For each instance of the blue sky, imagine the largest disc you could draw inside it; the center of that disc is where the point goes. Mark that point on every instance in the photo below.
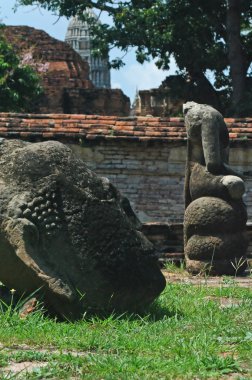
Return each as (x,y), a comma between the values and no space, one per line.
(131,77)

--

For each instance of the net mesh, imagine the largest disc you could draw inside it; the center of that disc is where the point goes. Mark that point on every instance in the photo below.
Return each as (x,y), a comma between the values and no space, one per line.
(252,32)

--

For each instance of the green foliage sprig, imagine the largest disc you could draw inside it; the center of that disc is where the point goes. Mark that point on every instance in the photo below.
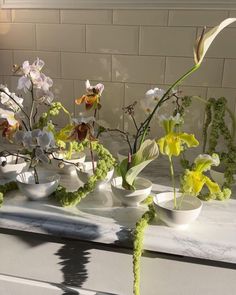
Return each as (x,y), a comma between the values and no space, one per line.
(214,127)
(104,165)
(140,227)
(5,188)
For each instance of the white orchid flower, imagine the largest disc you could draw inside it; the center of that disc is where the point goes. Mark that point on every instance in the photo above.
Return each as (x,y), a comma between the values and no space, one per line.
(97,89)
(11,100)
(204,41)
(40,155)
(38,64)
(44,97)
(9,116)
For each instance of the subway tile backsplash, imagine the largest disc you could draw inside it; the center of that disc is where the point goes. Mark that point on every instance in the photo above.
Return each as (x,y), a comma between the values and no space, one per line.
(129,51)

What is needed
Extract every line in the records above that contains the word "point", and list those lines.

Completed task
For each instance of the blue sky, imagine the largest disc you could draw inside it; the center of that disc is where the point goes. Mark that point on every instance in the photo below.
For each instance of the net mesh, imagine the largest disc you could draw inside it; the center of that disc is where the point goes. Mark that point on every instance in the photo below.
For each instance of the green foliage sprig, imagine the largest disc you could draw inside it; the center of that disc is where the point goes. Mark that point on every instance in the photo below.
For each instance of the white orchid flower, imagine the largest disc you could draw inside it; the center of that disc is where the point goes. Mark that point on every instance in the photo above.
For each instance of the subway tile backsplash, imagine the largest disc you could draw inside it; the center of that disc is where the point goes. Mark that point on every instance in the photo above.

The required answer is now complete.